══ Source records

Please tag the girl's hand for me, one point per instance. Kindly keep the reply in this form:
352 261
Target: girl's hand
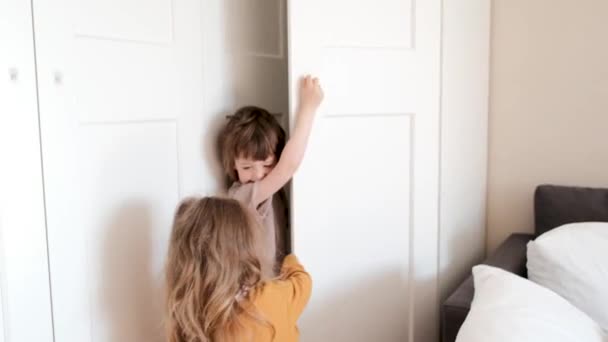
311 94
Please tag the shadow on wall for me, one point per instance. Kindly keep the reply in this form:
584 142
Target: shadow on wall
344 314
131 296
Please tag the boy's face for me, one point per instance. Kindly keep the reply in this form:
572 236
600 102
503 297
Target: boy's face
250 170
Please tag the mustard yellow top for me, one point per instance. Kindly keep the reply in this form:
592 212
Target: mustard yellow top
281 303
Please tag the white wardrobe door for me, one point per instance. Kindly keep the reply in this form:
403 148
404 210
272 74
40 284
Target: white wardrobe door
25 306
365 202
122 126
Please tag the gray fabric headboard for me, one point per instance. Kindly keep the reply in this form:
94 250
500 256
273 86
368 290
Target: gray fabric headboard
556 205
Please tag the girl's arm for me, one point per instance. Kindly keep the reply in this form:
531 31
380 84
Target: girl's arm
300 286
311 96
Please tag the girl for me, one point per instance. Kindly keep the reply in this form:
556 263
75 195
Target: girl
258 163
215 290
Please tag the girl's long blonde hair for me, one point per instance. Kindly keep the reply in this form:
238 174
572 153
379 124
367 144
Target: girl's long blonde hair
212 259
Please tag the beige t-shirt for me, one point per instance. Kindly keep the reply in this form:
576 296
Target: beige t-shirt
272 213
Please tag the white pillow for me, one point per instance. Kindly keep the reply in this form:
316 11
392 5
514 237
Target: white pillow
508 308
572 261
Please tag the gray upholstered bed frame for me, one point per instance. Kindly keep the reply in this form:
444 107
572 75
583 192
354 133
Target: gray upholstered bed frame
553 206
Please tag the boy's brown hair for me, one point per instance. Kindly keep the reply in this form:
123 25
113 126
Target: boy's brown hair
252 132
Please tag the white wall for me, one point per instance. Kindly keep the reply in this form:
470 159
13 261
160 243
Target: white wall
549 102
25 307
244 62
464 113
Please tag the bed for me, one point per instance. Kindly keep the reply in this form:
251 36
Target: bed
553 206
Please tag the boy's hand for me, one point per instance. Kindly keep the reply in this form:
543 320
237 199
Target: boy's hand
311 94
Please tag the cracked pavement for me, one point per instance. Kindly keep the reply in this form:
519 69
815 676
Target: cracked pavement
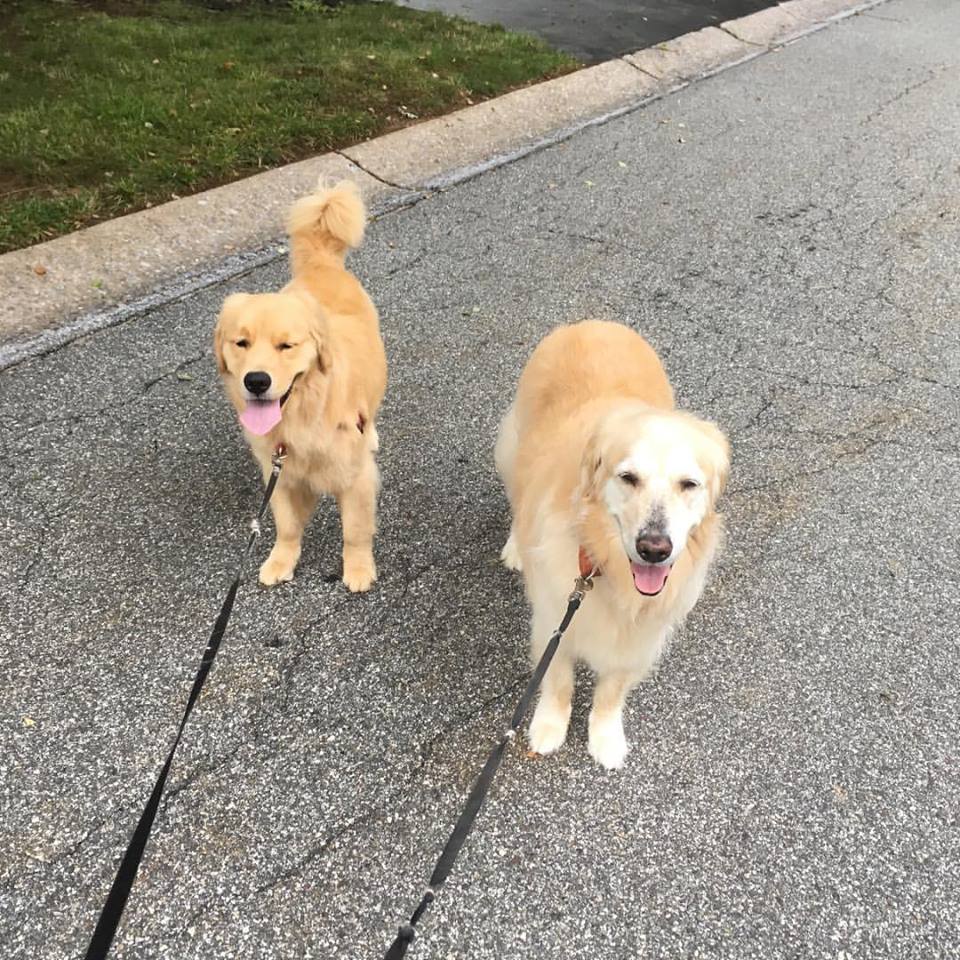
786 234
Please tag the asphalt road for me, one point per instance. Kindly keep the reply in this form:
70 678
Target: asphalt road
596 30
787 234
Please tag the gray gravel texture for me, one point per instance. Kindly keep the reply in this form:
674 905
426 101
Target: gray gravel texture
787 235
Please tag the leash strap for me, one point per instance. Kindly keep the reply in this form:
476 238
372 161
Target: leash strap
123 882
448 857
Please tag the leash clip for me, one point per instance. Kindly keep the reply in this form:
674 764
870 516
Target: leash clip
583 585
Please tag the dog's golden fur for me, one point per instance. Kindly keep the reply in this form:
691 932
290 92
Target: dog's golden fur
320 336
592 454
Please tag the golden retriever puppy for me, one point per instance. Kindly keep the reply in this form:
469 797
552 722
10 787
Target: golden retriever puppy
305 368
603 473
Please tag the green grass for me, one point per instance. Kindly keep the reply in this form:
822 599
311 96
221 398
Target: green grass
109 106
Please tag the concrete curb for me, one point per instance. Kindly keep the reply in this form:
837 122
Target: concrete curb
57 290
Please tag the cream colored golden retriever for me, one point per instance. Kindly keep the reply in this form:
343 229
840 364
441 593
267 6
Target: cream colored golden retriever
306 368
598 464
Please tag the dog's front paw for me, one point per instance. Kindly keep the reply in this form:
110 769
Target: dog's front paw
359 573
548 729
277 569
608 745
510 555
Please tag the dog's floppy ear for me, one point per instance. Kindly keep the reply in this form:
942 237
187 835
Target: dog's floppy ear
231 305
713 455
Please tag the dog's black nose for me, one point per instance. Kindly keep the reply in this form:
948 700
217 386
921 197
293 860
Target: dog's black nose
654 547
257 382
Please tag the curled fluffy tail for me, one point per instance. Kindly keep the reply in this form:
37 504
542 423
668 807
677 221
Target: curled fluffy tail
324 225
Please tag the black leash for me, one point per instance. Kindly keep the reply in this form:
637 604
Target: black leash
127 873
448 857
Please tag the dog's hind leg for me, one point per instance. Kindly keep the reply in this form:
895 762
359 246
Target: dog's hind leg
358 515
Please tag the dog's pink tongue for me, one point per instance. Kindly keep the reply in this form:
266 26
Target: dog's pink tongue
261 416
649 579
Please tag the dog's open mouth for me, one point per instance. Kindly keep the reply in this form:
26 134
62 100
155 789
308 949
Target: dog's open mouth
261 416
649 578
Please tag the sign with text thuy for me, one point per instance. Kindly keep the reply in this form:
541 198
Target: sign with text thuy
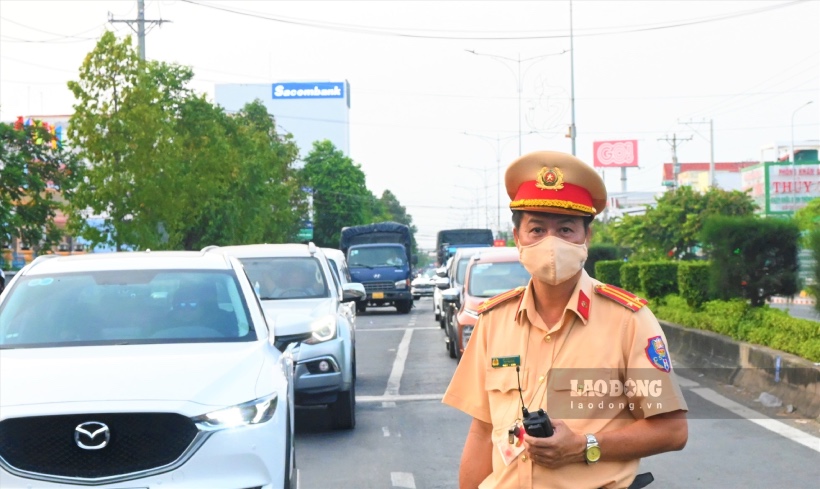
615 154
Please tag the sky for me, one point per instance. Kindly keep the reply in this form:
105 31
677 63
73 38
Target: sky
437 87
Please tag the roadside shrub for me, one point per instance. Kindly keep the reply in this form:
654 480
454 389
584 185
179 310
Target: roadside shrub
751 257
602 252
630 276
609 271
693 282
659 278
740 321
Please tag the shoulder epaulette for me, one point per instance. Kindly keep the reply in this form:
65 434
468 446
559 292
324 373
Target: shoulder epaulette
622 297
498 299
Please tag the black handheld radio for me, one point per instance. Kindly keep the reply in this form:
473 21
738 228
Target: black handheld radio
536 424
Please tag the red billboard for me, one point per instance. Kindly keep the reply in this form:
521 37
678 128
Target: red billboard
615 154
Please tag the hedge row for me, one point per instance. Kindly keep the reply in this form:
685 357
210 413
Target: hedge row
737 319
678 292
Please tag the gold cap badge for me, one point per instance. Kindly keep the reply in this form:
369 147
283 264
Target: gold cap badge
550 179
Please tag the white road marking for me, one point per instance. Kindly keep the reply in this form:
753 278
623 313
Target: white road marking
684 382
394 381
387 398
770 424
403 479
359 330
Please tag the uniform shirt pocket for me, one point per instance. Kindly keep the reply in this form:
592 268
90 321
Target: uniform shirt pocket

════

- **Aim of the task**
The response should repeat every entry above exactly and include none of the pictures.

- **Response to this exercise**
Please tag the girl's hand for me, one point per instance. Kindly keep the reply in this form:
352 261
Target: girl's hand
311 94
Please tag the shadow on wall for me, one point per instance. Kindly keep the reply in this form:
584 142
Target: shadow on wall
344 314
131 296
Please tag the boy's face for me, one point per instance. Kindly keep the reply in this form:
572 236
600 102
503 297
Target: boy's face
250 170
Please tag the mustard yellow top for me, one point per instance. Kindly keep the reply in this form:
592 212
Target: mustard yellow top
281 303
Please tag the white wardrobe door for me, one point per instance. Kindly keep the reply in this form:
403 148
404 210
272 74
40 284
Target: white wardrobe door
25 306
365 202
122 126
Please tag the gray fabric headboard for me, one point per instance. Kindly keep the reply in this form:
94 250
500 256
273 86
368 290
Target: gray fabric headboard
556 205
Please tag the girl's arm for me, one point per instance. Kindly keep the reply in this form:
531 31
380 84
Target: girl's arm
300 286
311 96
Please tag the girl for me, one point per instance. Kindly keep the reply in this form:
556 263
75 195
Target: girl
258 163
215 290
Please tag the girl's long blonde hair for me, one point per instance. Kindly keep the reply in this form:
238 174
572 153
379 124
367 144
Target: girl's long blonde hair
212 259
Please tag the beige t-shirt for me, one point per instance. Kindly keep the reply in this form:
576 296
Target: beige t-shirt
272 213
Please tag the white pillow for me, one point per instance. Kindly keep the reply in this form:
316 11
392 5
514 237
Target: white pillow
508 308
572 261
Please tag the gray upholstered bed frame for me, one point per instance. Kindly keep the reply in this form:
444 107
572 75
583 192
354 133
Target: gray upholstered bed frame
553 206
Please tag the boy's brown hair for me, one point per instance. Kindly keep the reply in this form:
123 25
113 126
Target: boy's brown hair
252 132
Please tag the white wall for me, one point per instance. Kindly keep the reply in this form:
470 159
13 261
160 243
Target: white wall
549 102
25 307
244 62
464 113
Please tag the bed for me, one point per instance. Kindly keep the reply in this form:
251 36
Target: bed
553 206
Please tag the boy's hand for me, one point per instance. Kindly keep the reply in this form:
543 320
237 199
Target: boy's hand
311 94
Please tag the cracked pavement for me, one point per instance. Kindly keep the reply in this form:
519 69
815 676
Target: cracked pavement
786 234
Please tag the asphalt road for me, one point per instance. Kindly keep the reply in this form:
70 678
Target: asphalt road
596 30
787 234
Please tag the gray gravel texture for me, one point per instance. Kindly keep the reply in this form:
674 905
426 101
Target: gray gravel texture
787 235
Please tag the leash strap for me, one point per instance. Kindly keep the reply in this form:
476 238
372 161
Target: leash strap
123 882
448 857
Please tag the leash clip for me, one point per instance. Kindly keep the reply in this form:
674 764
870 516
Target: leash clip
583 585
Please tag the dog's golden fur for me, one point per instance. Kindly keep the reply in this form:
691 932
290 92
Target: dog's golden fur
320 336
592 454
Please tag the golden retriever puppy for me, one point per instance. Kindly keep the reply in this form:
469 797
552 722
10 787
Target: golden retriever puppy
305 368
603 473
Please tag the green grass for me, one point per instance. Kindly keep the reply in this form:
822 599
311 96
221 398
Target: green grass
109 106
Please tag the concrete curb for me, one point per instance. Kindly keep the reply in this form:
837 122
Target: concrete curb
57 290
Please tag the cream colored golden retriever for me, one point per instance. Kindly keep the reply in this form:
343 229
840 364
441 593
267 6
Target: cream colored golden retriever
306 368
598 464
Please tag the dog's front paw for me, one point per instance. Kindly keep the reply in this form:
110 769
Target: dog's front paw
359 573
548 729
277 569
608 745
510 555
Please tag the dog's floppy ear for me, one point per instance. Kindly keep the reply in this form:
942 237
187 835
Target: dog's floppy ear
231 305
713 455
Please tag the dog's black nose for me, one point per instance. Kindly keep the reply in this form:
948 700
217 386
921 197
293 860
Target: dog's black nose
654 547
257 382
Please tag the curled fluffy tail for me, one point per instance. Kindly keep the reply in this form:
37 504
542 423
668 807
677 221
Target: curled fluffy tail
324 225
Please tag the black leash for me, one point per instance. Kindly keep the reply in this form:
637 604
Target: black leash
127 873
448 857
Please tag the dog's hind leg for me, one point per instance. Kindly keep the reply in this form:
895 762
359 246
Target: dog's hind leg
358 515
Please tag the dog's pink tongue for me, one point per instance. Kindly keep the reply in this form:
266 26
Target: dog's pink tongue
261 416
649 579
Please tag the dog's open mouth for me, one point per instance. Kindly keep the reply in this form:
26 134
62 100
155 789
308 949
Target: dog's open mouth
261 416
649 578
Please tag the sign with text thuy for me, one point per instance. Kindly keep the reply in this form:
541 198
Target: sign with text thuy
615 154
Please tag the sky for me, one point per instance. Kindly keep the reply in this form:
105 31
677 63
73 38
Target: sky
437 87
Please tag the roadside shrub for me, one point per instance. Kindly keep the reply in this form:
654 480
454 389
584 185
179 310
Target: roadside shrub
751 257
602 252
630 276
609 271
693 282
659 278
740 321
Please tag the shoulder epaulette for me, one point per instance. Kindly keep the reply in this form:
65 434
468 446
559 292
324 373
Target: shoulder epaulette
622 297
498 299
Please tag the black handheld radio for me, one point per instance. Kindly keep the reply in this form:
473 21
738 228
Target: black handheld radio
536 424
Please tag the red billboard for me, one point per instance. Kindly keep the reply in this form:
521 37
678 128
Target: red billboard
615 154
Please tag the hedge row for me, one point per instance. Kindly keep the reply in this form:
685 357
210 413
Target: hedge row
737 319
678 292
Please tag the gold cap badge for me, one point per instance. Kindly keep the reply in this form:
369 147
283 264
Target: gold cap badge
550 179
Please tag the white road marking for me, one point per instance. Kindly keep the reply in this form:
753 278
623 313
Target: white road marking
684 382
394 381
387 398
770 424
403 479
359 330
Please tag the uniform shirt pocket for me, one point per instance. Kindly keep the reply in this form:
592 268
90 321
Target: uniform shirt pocket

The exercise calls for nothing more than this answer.